» **Data section**:
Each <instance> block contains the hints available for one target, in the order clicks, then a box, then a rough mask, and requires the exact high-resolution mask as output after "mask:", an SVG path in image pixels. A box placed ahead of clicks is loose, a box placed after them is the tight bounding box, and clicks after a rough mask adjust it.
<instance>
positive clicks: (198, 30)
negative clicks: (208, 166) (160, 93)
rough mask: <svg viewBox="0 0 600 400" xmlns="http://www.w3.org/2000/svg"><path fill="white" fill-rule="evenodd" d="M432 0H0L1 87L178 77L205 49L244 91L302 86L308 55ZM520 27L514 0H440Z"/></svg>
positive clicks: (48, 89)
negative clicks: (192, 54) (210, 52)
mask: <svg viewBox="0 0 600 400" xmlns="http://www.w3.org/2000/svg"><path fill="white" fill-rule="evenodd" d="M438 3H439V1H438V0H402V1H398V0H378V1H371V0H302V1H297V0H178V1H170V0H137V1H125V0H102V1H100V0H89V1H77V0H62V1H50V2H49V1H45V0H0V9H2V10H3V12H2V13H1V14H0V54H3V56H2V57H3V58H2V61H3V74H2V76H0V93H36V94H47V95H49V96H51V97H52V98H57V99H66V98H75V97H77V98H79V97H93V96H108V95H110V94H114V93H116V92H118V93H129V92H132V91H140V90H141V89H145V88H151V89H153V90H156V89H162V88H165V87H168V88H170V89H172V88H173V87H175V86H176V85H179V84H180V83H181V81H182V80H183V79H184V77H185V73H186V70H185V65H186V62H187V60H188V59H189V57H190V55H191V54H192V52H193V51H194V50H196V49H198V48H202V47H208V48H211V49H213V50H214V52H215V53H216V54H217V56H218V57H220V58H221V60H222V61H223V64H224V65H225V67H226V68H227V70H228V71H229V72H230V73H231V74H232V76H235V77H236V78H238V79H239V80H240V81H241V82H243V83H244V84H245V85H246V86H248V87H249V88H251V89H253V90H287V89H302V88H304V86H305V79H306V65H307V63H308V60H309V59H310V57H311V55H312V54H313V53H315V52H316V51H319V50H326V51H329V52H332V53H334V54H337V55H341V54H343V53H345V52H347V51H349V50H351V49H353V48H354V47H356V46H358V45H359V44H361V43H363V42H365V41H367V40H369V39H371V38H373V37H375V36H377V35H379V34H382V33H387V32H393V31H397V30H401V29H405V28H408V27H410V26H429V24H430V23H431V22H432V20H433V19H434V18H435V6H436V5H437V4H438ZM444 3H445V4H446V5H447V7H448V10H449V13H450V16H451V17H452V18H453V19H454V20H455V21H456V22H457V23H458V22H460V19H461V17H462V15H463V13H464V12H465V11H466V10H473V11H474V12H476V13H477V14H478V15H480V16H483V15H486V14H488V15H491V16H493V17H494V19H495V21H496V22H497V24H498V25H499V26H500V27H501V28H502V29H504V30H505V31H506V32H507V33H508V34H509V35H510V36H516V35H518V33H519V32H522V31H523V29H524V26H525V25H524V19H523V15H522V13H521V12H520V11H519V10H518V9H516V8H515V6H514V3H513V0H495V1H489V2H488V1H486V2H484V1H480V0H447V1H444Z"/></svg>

» **Assigned task**:
How many lines of the records above contain the string "positive"? Case counts, so only matches with the same capitalization qualify; give the number alone.

» **Result**:
2